- [EXERCISE DATA]
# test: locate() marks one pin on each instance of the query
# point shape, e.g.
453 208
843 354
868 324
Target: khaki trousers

- [WRITTEN EXERCISE]
Please format every line of the items above as a JSON list of strings, one string per line, with blank lines left out.

- [REPLY TO THE TASK]
[
  "# test: locate() marks one pin on each instance of the query",
  "# point shape, e.g.",
  "453 208",
  "843 354",
  "868 324",
  "Target: khaki trousers"
]